Extracted records:
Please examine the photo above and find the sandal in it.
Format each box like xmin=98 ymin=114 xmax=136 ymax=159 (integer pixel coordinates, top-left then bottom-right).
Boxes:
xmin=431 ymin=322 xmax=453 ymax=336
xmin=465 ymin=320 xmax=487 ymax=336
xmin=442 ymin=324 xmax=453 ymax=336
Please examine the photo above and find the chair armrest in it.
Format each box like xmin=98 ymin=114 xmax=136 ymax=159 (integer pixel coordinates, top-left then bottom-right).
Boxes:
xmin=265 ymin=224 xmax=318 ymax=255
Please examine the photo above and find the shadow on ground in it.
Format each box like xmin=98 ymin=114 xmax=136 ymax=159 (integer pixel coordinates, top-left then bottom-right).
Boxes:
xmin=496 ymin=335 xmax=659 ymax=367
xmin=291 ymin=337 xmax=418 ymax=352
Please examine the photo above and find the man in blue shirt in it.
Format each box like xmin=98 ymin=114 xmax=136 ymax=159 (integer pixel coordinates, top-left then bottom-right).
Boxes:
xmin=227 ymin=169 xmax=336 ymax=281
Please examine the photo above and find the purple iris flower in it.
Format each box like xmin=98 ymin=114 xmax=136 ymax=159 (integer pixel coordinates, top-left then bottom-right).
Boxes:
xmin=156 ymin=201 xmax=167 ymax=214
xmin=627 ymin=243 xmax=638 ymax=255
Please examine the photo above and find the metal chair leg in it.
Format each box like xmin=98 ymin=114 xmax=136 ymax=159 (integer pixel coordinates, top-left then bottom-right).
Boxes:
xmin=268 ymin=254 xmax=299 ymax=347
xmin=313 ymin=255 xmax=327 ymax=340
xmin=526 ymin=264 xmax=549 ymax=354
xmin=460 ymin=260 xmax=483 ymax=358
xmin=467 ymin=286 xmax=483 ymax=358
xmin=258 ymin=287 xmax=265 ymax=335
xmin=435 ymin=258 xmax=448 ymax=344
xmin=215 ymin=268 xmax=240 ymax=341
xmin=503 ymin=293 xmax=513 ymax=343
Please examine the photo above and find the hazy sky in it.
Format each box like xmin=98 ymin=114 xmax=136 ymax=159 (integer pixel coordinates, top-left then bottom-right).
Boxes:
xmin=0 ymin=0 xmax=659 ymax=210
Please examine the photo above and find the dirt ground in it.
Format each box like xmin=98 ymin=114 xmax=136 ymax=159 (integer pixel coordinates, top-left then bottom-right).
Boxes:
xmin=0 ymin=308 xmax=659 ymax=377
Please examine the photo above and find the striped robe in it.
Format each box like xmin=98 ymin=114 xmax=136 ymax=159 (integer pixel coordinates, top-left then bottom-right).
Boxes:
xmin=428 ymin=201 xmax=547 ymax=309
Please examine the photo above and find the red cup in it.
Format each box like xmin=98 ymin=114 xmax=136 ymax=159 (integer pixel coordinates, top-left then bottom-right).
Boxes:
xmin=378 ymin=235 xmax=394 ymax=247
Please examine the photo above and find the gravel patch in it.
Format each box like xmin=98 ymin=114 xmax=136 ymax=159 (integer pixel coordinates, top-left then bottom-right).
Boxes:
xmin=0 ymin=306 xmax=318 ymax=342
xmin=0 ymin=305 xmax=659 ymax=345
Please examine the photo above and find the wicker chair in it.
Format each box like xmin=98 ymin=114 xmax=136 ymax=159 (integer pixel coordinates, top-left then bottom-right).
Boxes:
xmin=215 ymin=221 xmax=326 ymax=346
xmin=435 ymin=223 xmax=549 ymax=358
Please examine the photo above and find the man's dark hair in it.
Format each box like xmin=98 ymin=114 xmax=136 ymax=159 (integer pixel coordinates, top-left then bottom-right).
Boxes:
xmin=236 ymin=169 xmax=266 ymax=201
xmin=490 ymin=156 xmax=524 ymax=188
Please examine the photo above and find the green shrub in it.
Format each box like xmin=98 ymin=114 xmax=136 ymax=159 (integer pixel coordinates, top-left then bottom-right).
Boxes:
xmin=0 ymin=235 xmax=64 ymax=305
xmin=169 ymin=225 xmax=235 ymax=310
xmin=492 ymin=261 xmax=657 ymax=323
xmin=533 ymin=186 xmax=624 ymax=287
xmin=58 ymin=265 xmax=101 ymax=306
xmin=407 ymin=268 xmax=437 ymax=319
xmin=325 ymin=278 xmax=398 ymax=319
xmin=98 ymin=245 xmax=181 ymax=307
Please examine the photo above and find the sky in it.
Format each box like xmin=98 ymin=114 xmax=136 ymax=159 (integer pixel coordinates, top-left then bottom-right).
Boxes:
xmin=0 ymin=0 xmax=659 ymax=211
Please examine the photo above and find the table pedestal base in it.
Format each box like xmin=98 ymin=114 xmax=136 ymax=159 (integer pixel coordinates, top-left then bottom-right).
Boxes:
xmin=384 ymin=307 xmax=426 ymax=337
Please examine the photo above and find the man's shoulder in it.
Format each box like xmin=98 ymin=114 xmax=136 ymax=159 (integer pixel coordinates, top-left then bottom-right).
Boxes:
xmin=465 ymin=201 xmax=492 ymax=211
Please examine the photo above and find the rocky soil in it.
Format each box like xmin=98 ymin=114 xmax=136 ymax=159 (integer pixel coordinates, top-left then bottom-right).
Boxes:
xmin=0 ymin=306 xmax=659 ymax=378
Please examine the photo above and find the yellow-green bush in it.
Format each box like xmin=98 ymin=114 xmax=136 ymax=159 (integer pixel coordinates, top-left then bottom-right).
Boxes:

Short task: Reproduce every one of the rows above verbatim, leaving each line unchanged.

Response for this exercise:
Please examine the photo above and find the sandal in it.
Format each box like xmin=98 ymin=114 xmax=136 ymax=159 (integer pixel coordinates, top-left then bottom-right).
Boxes:
xmin=431 ymin=322 xmax=453 ymax=336
xmin=465 ymin=320 xmax=487 ymax=336
xmin=442 ymin=324 xmax=453 ymax=336
Please examine the photo above and find the chair armrest in it.
Format each box like xmin=98 ymin=114 xmax=136 ymax=159 (integer pixel coordinates, top-left then bottom-right).
Boxes:
xmin=265 ymin=224 xmax=318 ymax=255
Please examine the photo above and find the shadow on ground in it.
Format each box like xmin=98 ymin=114 xmax=136 ymax=159 (integer pixel coordinates, top-left then bottom-right).
Boxes:
xmin=496 ymin=335 xmax=659 ymax=367
xmin=291 ymin=337 xmax=418 ymax=352
Please examine the photo above and find the man in blue shirt in it.
Format each box like xmin=98 ymin=114 xmax=136 ymax=159 (integer pixel coordinates, top-left then bottom-right).
Boxes:
xmin=227 ymin=169 xmax=336 ymax=281
Please examine the photo above and find the purple iris flower in it.
Format each box like xmin=98 ymin=114 xmax=136 ymax=159 (integer pixel coordinates, top-left then bottom-right).
Boxes:
xmin=156 ymin=201 xmax=167 ymax=214
xmin=627 ymin=243 xmax=638 ymax=255
Please examine the photo above and find the metal chair leg in it.
Format each box like xmin=98 ymin=114 xmax=136 ymax=159 (integer pixel coordinates, top-left then bottom-right).
Boxes:
xmin=268 ymin=254 xmax=299 ymax=347
xmin=313 ymin=255 xmax=327 ymax=340
xmin=526 ymin=264 xmax=549 ymax=354
xmin=460 ymin=260 xmax=483 ymax=358
xmin=467 ymin=286 xmax=483 ymax=358
xmin=258 ymin=287 xmax=265 ymax=335
xmin=435 ymin=258 xmax=448 ymax=344
xmin=215 ymin=268 xmax=240 ymax=341
xmin=503 ymin=293 xmax=513 ymax=343
Please examine the photo above and find the hazy sky in it.
Format each box like xmin=98 ymin=114 xmax=136 ymax=159 (integer pixel coordinates, top-left then bottom-right).
Boxes:
xmin=0 ymin=0 xmax=659 ymax=210
Please examine the photo above and find the dirt ground in it.
Format each box like xmin=98 ymin=114 xmax=136 ymax=159 (integer pixel coordinates, top-left then bottom-right).
Boxes:
xmin=0 ymin=308 xmax=659 ymax=377
Please examine the photo above and find the striped robe in it.
Format each box like xmin=98 ymin=114 xmax=136 ymax=159 (integer pixel coordinates, top-left then bottom-right).
Boxes:
xmin=428 ymin=201 xmax=547 ymax=309
Please examine the photo above and find the red cup in it.
Format each box like xmin=98 ymin=114 xmax=136 ymax=159 (integer pixel coordinates, top-left then bottom-right).
Boxes:
xmin=378 ymin=235 xmax=394 ymax=247
Please examine the photo above and find the gravel patch in it.
Format each box like xmin=98 ymin=114 xmax=136 ymax=159 (integer pixel coordinates, top-left then bottom-right).
Boxes:
xmin=0 ymin=306 xmax=318 ymax=342
xmin=0 ymin=305 xmax=659 ymax=345
Please examine the photo above and find the wicker chair in it.
Format each box like xmin=98 ymin=114 xmax=136 ymax=159 (integer pixel coordinates, top-left then bottom-right).
Boxes:
xmin=215 ymin=221 xmax=326 ymax=346
xmin=435 ymin=223 xmax=549 ymax=358
Please examine the photo above and find the man's dark hair in it.
Format each box like xmin=98 ymin=114 xmax=136 ymax=159 (integer pixel coordinates, top-left then bottom-right).
Boxes:
xmin=236 ymin=169 xmax=266 ymax=201
xmin=490 ymin=156 xmax=524 ymax=188
Please examine the photo above and find the green shrub in it.
Format each box like xmin=98 ymin=114 xmax=136 ymax=159 (integer pixel coordinates, top-left then bottom-right).
Boxes:
xmin=0 ymin=235 xmax=64 ymax=305
xmin=169 ymin=225 xmax=235 ymax=310
xmin=492 ymin=261 xmax=657 ymax=323
xmin=533 ymin=186 xmax=624 ymax=287
xmin=58 ymin=265 xmax=101 ymax=306
xmin=407 ymin=268 xmax=437 ymax=319
xmin=325 ymin=278 xmax=398 ymax=319
xmin=98 ymin=245 xmax=181 ymax=307
Please examine the photo above and find the sky in it.
Format each box like xmin=98 ymin=114 xmax=136 ymax=159 (integer pixel coordinates, top-left then bottom-right).
Boxes:
xmin=0 ymin=0 xmax=659 ymax=211
Please examine the photo above and find the table pedestal base in it.
Format each box like xmin=98 ymin=114 xmax=136 ymax=159 (integer pixel coordinates, top-left then bottom-right).
Boxes:
xmin=384 ymin=307 xmax=426 ymax=337
Please examine the photo above and find the man's shoulder in it.
Format each box like xmin=98 ymin=114 xmax=136 ymax=159 (integer pixel coordinates, top-left then bottom-right).
Boxes:
xmin=465 ymin=201 xmax=492 ymax=211
Please examine the photo above and find the rocky soil in it.
Format each box like xmin=98 ymin=114 xmax=136 ymax=159 (integer pixel coordinates, top-left then bottom-right).
Boxes:
xmin=0 ymin=306 xmax=659 ymax=378
Please examine the photo above and find the yellow-green bush in it.
Format each box like xmin=98 ymin=114 xmax=136 ymax=159 (integer pixel coordinates, top-left then bottom-right).
Boxes:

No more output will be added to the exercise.